* _EXCERPT_:
# My first attempt at fixing an amp



## sonikaccord (Jun 15, 2008)

My JBL PX300.4 goes into protect with nothing hooked up but the power wires.
The pinout voltages of the tl494 are
1. 1.2mV
2 4.98V
3 56.8mV
4 4.97V
5 1.465V
6 3.66V
7 1.3mV
8 12.31V
9 .6mV
10 .6mV
11 12.3V
12 12.3V
13 4.98V
14 4.98V
15 4.98V
16 3.88V

The amps power light flickers on sporadically. I applied ground to pin 4 and the amp wanted to switch on but it always went back into protect.

This pin has thermal, dc offset, and i believe short protection on it.
I can upload the schematics if needed


----------



## Morganpartee (Jul 2, 2009)

Looks like something is burnt out preceding that pin then. Check diodes.


----------



## sonikaccord (Jun 15, 2008)

I've found something that corresponds to the amp coming on for a split second and going back into protect. The rear channel has a small offset voltage and the left channel has zero. When the amp comes on the offest voltage is at about 0V and then when it goes back into protect it jumps up to about 180-190mV then slowly decreases back down and the cycle repeats itself.

Could this be a bad cap somewhere?


----------



## sqshoestring (Jun 19, 2007)

Usually pin 3 is high if it is protecting, depending on how they are using the 494. If 3 and 4 are low and it still does not run, then I'd wonder about the IC being bad. Assuming 9 and 10 run the power supply if you ground 4 the power supply should light up. On the other hand I'd find out why pin 4 is high, if you can lift something before it try to see if the voltage is from the IC or elsewhere, and if elsewhere then what. I'm not that familiar with JBLs.


----------



## sonikaccord (Jun 15, 2008)

Every time I ground pin 4, the power supply will come on and then go right back into protect. I'm assuming something is turning on a transistor that's connected to the protection circuit but I'm not sure where to find it.


----------



## DanMan (Jul 18, 2008)

Check out the Diy audio forum. Perry Babin, the dude who made the BCAE site, is extremely helpful with amp issues.


----------

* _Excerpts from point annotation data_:
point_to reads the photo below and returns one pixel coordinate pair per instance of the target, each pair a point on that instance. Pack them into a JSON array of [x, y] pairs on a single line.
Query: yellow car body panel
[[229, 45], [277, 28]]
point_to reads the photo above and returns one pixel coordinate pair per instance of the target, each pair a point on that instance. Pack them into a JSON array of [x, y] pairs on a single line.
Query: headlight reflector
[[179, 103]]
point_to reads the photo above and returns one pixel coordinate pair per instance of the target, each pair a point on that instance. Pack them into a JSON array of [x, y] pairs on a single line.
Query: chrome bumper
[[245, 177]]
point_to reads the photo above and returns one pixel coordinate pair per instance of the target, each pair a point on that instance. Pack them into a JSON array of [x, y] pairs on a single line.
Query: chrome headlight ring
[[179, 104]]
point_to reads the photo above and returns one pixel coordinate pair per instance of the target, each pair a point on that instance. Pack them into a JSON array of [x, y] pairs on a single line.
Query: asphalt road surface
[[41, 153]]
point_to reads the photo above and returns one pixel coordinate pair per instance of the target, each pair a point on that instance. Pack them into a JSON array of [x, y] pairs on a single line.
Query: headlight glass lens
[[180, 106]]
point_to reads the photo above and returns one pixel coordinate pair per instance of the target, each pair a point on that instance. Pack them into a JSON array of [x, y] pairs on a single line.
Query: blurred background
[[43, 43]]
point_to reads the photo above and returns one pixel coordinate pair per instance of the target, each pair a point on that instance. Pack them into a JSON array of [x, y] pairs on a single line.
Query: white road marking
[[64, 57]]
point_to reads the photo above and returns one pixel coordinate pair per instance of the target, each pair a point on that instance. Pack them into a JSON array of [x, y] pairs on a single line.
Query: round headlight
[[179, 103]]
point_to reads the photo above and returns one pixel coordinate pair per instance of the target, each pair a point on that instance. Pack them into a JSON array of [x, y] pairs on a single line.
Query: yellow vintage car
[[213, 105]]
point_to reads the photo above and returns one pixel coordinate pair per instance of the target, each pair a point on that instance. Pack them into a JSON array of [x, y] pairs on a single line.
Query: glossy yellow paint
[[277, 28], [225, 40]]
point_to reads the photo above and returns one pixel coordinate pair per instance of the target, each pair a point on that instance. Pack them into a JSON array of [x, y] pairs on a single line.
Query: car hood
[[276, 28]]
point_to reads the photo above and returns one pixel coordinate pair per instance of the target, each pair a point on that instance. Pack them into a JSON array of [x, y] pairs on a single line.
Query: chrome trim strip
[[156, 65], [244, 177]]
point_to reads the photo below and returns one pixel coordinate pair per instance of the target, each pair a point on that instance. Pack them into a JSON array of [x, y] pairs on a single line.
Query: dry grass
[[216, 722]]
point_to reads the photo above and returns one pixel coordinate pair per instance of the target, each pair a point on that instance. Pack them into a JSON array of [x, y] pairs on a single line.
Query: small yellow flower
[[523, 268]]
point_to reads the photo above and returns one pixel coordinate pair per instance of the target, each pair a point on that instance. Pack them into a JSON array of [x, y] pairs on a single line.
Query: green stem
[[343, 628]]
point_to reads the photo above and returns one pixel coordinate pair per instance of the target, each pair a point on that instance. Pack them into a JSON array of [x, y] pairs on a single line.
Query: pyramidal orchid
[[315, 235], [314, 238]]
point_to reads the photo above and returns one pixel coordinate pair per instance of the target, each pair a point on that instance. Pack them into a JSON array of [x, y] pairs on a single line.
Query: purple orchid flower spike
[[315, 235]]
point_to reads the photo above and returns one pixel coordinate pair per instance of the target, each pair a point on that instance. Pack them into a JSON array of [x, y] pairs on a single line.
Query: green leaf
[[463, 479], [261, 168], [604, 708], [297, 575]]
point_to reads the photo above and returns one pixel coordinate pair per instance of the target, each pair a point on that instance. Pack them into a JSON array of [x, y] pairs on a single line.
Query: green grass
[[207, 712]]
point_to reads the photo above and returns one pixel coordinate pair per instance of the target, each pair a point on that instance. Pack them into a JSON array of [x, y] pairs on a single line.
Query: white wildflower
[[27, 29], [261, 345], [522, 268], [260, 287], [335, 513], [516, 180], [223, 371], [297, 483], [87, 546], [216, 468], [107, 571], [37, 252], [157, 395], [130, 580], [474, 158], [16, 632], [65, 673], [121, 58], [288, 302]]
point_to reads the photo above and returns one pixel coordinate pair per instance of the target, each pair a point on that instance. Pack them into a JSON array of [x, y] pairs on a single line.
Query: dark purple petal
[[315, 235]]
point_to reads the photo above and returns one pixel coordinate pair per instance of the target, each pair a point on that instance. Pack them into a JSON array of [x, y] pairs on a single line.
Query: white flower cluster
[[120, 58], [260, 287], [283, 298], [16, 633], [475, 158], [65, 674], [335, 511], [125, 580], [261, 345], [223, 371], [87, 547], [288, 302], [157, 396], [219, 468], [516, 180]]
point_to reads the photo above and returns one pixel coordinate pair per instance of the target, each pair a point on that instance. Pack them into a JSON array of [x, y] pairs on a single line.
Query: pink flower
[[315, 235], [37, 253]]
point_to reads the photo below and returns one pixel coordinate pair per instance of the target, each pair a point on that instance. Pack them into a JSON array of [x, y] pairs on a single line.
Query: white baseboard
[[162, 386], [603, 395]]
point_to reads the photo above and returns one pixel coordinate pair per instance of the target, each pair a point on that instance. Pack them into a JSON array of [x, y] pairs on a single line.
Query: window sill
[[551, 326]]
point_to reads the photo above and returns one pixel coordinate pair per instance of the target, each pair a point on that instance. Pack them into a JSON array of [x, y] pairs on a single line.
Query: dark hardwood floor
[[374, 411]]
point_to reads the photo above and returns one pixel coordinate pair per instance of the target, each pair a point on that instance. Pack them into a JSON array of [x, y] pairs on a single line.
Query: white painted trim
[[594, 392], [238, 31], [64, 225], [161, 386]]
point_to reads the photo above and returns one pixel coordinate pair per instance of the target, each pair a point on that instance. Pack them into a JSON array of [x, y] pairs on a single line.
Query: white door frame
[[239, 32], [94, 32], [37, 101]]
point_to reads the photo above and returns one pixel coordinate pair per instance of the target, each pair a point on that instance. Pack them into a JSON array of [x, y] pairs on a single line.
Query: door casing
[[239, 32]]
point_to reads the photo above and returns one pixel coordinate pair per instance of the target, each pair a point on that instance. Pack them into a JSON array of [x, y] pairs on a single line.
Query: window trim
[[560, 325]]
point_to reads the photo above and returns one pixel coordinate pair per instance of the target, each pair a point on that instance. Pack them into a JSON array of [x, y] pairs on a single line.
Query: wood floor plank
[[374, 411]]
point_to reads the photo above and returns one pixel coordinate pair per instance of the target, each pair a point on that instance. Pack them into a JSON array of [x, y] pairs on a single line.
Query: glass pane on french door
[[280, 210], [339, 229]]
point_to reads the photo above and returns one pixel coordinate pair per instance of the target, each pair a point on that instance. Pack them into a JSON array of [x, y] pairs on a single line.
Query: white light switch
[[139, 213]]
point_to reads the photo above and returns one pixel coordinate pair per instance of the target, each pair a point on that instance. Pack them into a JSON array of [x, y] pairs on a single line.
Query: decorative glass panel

* _WHAT YOU WILL DO_:
From the amp repair thread, quote the stretch from "The amps power" through "protection on it.".

* _ANSWER TO THIS PROBLEM_:
The amps power light flickers on sporadically. I applied ground to pin 4 and the amp wanted to switch on but it always went back into protect.

This pin has thermal, dc offset, and i believe short protection on it.